> Records provided
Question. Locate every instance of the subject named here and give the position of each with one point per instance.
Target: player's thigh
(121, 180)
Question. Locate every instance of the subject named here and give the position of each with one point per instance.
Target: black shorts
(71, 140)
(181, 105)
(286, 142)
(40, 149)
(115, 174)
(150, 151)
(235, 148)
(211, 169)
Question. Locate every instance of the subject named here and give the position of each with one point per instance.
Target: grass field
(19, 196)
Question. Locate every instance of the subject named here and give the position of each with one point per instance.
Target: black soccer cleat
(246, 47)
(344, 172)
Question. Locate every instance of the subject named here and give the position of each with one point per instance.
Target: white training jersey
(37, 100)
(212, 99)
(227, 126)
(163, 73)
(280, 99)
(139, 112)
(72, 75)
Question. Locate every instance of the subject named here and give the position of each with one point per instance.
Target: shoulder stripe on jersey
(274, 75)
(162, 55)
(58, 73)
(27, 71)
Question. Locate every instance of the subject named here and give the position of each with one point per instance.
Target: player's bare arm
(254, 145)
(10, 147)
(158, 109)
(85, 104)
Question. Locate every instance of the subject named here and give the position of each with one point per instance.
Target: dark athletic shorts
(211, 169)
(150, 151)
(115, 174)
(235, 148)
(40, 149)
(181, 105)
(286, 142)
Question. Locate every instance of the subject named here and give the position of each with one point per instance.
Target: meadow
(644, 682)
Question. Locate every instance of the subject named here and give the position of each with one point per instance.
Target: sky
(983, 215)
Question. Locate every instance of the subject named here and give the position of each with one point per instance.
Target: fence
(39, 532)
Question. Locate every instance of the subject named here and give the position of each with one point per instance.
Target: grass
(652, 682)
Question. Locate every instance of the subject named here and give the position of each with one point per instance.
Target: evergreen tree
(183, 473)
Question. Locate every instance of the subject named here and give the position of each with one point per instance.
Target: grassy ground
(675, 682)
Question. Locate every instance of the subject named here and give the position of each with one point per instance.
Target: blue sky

> Job
From the listing above, reproduce all the lines exactly.

> Task output
Question. Locate every instance of the subject named here and give the position of each with one point per instance.
Target: player's thigh
(121, 180)
Question. Locate every instance of the subject named here and give the position of each with one point per instance.
Target: black shorts
(71, 140)
(181, 105)
(286, 142)
(40, 149)
(115, 174)
(150, 151)
(235, 148)
(211, 169)
Question. Locate every instance of the subject named here and give the position of each with one point per instance.
Target: grass field
(19, 196)
Question. Locate every instance of the subject named here and give the position of each with one point per instance.
Target: black soccer cleat
(246, 47)
(344, 172)
Question. Locate every instance of the subject named here and give the position of each with one point per instance.
Target: white training jersey
(37, 100)
(212, 99)
(227, 126)
(163, 73)
(280, 99)
(139, 112)
(72, 75)
Question. Locate every instance of the subject named here and give the position of each with one point per instance.
Target: shoulder stripe on jersey
(274, 75)
(162, 55)
(58, 73)
(27, 71)
Question. Locate every instance of the subject named here and give the position of each with one point per instance.
Target: player's bare arm
(254, 145)
(10, 147)
(158, 109)
(85, 104)
Question. Locate every instance of the subject named here and give the position of each with one point per instance.
Target: dark athletic shorts
(211, 169)
(150, 151)
(115, 174)
(235, 148)
(40, 149)
(181, 105)
(286, 142)
Question. Locate every instance of the subject named here and give the position of each with one point per instance.
Target: meadow
(644, 682)
Question. Locate every instance of the subject named here and give the position of each with one point per instance.
Target: sky
(983, 215)
Question. Locate every instance of the subject named here and give the position of each with one point per instance.
Target: fence
(39, 532)
Question. Locate every instance of the subject named here and give the position of each with one point per instance.
Target: grass
(652, 682)
Question. Locate every instance of the subject named here and give the position of each with one point per instance.
Target: evergreen tree
(183, 473)
Question. Locate every instance of the subject named here and give the position of each with one point per instance.
Target: grassy ground
(675, 682)
Question. Locate every instance of the subject named here and give the position of each with one point per instance.
Target: blue sky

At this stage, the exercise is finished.